## AIM
Pick out every line of the listing below that contains the word "railing", and copy each one.

## ITEMS
* * * * * * * * *

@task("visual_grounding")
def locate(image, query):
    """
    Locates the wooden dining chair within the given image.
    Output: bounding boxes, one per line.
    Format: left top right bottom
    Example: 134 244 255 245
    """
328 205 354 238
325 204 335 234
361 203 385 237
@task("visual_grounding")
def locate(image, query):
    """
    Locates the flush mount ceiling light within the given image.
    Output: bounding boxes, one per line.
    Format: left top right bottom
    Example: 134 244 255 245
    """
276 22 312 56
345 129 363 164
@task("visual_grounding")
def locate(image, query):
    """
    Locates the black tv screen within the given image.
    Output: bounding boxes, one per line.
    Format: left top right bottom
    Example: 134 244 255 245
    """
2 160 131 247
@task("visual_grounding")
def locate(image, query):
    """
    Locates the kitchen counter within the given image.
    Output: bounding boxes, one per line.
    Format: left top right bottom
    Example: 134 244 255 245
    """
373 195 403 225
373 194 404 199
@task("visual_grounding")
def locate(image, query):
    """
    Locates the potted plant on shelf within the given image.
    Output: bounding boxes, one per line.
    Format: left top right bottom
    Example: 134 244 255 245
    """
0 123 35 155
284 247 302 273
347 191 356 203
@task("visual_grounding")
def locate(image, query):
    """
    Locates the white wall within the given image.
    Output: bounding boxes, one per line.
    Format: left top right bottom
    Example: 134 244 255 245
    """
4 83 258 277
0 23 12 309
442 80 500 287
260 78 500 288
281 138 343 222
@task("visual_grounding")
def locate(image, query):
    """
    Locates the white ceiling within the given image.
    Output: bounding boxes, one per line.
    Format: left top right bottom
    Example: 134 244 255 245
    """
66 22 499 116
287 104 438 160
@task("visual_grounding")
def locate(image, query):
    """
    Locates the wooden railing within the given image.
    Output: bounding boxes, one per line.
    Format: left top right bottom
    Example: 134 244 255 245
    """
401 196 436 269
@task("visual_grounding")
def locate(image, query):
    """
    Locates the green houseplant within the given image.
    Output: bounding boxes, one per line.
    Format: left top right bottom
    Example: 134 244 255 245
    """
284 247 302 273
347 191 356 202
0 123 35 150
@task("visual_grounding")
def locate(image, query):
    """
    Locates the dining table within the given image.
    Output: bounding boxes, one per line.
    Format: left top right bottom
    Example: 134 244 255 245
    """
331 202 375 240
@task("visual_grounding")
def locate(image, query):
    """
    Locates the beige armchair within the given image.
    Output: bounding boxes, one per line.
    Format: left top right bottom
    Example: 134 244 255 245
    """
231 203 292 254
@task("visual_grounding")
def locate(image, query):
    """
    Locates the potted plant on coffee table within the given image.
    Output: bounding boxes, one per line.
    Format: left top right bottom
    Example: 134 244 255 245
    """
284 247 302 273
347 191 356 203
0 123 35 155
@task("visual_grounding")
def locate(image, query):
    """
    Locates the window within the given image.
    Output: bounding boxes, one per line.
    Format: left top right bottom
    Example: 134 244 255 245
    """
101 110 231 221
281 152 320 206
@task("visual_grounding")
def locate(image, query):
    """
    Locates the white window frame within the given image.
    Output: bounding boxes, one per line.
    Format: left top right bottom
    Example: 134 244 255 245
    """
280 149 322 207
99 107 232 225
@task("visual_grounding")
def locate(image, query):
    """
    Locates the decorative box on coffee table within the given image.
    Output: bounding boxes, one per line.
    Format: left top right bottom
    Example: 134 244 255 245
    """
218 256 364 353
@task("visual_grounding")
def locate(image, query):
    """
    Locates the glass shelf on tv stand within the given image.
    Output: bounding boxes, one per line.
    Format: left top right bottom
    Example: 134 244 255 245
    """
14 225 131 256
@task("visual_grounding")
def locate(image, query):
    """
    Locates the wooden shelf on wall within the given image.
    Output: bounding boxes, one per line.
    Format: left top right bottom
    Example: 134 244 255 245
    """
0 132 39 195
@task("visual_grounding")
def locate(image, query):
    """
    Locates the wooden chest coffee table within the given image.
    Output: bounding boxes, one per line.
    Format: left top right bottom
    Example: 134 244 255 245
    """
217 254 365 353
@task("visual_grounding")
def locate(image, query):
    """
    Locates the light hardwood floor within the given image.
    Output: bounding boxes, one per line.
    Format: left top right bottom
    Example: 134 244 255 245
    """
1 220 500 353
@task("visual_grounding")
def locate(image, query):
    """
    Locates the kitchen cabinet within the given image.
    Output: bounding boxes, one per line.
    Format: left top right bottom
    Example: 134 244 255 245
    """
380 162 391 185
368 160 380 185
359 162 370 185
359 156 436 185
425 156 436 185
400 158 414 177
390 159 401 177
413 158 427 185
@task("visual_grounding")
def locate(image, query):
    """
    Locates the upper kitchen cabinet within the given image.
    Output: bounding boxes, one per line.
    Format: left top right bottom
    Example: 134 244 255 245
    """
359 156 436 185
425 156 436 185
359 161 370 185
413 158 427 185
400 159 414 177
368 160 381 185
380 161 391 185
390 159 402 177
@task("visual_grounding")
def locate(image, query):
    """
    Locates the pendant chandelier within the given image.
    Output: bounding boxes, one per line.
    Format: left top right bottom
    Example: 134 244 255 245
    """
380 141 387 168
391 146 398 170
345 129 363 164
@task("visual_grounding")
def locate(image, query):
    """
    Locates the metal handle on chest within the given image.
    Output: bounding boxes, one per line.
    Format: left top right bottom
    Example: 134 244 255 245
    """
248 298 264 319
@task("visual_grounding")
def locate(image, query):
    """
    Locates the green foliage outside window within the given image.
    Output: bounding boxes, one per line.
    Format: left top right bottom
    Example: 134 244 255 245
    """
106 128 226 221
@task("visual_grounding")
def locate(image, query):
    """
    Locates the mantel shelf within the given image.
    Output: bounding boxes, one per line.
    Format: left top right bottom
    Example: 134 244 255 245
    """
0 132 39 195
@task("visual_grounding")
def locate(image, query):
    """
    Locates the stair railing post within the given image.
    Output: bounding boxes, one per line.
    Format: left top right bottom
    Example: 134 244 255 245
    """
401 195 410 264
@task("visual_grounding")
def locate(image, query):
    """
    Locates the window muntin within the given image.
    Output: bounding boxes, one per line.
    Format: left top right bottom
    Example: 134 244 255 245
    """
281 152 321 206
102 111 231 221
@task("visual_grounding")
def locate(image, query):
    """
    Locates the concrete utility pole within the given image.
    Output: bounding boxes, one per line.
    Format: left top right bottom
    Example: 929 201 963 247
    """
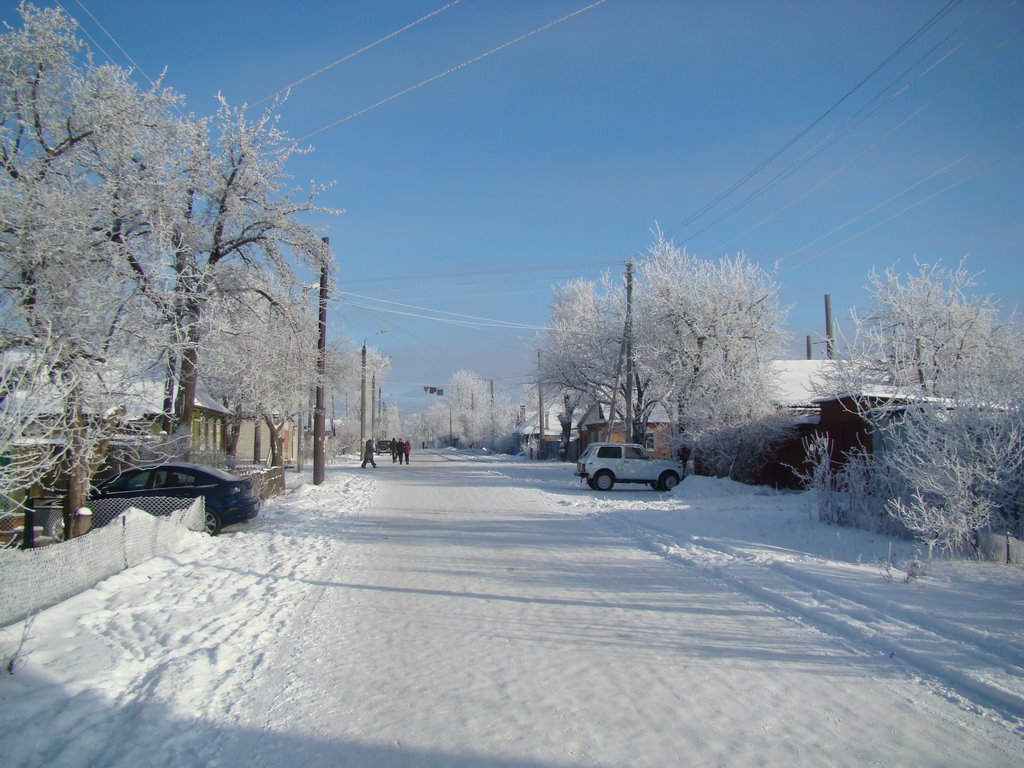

* * * * * * * * *

## SOLUTION TO THIS PROBLEM
    Locates the wooden railing within the given image.
    Locates the stair railing post within the given image.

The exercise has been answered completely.